**Brief:**
Start at the line below containing "Would you be able to pick out the sculpture" and stop at the line containing "Would you be able to pick out the pedestrian". Repeat every line of that stretch exactly, and nothing outside it.

[Stored data entries]

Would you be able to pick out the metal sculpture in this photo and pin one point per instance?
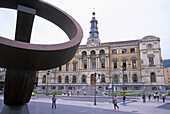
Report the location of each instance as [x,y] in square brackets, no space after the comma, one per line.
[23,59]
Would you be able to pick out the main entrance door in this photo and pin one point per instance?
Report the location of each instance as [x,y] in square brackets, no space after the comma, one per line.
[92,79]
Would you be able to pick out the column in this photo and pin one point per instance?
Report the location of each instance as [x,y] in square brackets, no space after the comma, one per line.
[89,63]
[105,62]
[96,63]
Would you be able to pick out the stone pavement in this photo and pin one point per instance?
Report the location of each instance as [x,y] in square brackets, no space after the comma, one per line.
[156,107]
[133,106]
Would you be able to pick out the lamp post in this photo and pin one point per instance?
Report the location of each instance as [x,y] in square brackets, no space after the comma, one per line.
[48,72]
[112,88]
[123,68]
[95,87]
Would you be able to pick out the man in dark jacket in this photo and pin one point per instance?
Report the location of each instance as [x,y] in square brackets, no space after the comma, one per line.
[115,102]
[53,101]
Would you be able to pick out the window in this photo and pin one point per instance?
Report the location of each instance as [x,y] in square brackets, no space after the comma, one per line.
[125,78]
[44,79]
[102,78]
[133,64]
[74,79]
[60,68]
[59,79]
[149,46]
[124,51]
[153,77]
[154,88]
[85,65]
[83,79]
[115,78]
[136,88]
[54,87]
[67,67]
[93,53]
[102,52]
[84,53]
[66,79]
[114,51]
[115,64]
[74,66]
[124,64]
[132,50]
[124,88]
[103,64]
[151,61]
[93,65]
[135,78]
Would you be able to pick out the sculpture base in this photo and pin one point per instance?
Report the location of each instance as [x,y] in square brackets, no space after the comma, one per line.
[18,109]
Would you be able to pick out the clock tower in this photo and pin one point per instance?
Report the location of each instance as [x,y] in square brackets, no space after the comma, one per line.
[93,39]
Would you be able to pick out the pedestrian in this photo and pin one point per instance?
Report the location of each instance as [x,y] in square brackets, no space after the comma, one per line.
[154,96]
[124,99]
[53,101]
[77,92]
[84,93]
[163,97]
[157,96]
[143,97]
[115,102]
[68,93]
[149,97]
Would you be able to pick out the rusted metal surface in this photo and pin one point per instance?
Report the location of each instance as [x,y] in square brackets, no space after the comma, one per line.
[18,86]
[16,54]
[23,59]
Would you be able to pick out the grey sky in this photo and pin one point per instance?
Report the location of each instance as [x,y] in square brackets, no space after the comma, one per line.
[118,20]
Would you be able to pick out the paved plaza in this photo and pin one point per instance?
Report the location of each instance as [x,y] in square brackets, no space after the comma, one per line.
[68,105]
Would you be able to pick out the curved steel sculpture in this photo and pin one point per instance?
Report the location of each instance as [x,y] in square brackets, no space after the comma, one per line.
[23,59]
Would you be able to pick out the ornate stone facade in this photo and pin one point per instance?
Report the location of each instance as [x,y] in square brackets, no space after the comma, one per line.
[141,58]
* * *
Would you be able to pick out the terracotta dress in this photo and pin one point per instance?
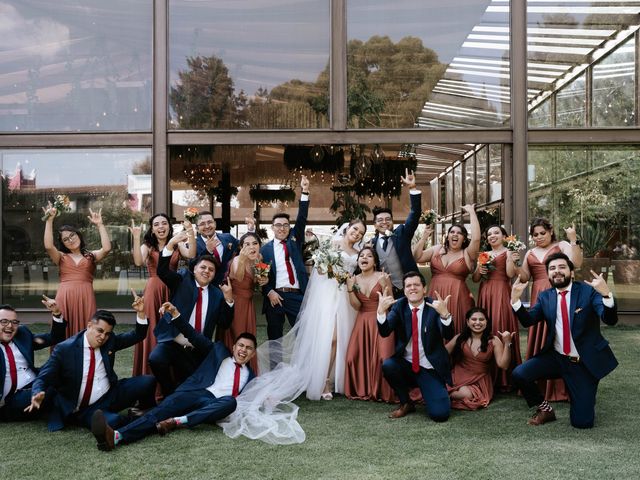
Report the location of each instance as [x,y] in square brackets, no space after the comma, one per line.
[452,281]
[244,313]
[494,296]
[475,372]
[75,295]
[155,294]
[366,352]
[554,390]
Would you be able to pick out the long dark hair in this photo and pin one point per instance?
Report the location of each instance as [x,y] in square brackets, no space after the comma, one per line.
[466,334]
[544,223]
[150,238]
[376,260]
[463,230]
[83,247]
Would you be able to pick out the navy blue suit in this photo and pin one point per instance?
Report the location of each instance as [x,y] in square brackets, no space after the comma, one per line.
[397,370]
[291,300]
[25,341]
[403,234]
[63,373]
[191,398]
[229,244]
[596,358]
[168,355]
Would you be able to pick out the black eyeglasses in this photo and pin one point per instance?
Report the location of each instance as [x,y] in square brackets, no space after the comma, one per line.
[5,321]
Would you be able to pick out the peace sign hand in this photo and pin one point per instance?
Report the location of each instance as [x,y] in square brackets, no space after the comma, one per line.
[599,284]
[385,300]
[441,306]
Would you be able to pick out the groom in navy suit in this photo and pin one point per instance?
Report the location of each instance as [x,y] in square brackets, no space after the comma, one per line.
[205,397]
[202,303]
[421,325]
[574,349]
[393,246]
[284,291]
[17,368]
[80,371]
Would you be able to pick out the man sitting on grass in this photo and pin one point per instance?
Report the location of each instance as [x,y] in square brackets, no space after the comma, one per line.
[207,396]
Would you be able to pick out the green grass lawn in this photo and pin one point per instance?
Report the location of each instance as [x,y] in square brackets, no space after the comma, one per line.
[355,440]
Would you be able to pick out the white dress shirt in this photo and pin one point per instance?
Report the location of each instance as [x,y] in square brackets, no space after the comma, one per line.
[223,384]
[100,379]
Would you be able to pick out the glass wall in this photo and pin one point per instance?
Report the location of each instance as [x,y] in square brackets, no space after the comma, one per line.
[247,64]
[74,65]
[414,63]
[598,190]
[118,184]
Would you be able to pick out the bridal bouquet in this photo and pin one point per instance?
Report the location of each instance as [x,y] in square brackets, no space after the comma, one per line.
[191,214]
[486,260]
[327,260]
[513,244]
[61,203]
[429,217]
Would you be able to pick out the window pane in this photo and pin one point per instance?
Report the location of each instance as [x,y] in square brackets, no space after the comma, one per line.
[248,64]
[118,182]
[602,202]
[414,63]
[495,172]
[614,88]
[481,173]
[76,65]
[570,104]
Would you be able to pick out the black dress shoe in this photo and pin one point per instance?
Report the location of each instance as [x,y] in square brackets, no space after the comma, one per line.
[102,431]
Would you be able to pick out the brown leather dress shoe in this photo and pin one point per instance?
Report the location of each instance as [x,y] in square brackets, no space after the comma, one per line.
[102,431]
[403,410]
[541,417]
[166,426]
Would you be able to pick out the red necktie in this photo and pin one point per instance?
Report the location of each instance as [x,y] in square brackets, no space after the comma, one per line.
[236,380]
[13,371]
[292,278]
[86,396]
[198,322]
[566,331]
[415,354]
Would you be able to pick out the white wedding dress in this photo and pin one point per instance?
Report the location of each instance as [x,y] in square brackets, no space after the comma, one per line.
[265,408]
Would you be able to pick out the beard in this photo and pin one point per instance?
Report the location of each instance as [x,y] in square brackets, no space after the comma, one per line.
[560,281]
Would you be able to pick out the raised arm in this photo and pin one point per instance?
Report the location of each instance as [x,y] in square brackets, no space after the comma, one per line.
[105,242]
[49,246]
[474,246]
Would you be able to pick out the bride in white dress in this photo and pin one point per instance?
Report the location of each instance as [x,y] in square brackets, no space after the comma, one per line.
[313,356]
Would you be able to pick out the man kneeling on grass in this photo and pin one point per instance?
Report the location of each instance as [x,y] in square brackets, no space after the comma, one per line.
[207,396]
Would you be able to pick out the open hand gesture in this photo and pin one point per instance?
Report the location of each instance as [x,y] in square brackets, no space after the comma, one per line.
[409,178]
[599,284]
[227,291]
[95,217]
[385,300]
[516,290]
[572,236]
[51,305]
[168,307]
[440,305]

**Expected answer:**
Would you be able to pick out the sculpture base in this photo and pin one point per instance?
Report the location of each instance as [x,y] in square brackets, no space after the comma, one per line.
[18,109]
Would you be able to pick out the clock tower in this photo and pin one point per instance?
Report the location of each instance as [x,y] in square brackets, no space after the comma, one per line.
[93,39]
Would you be able to pick out the pedestrian in this photo and pin one point per instance?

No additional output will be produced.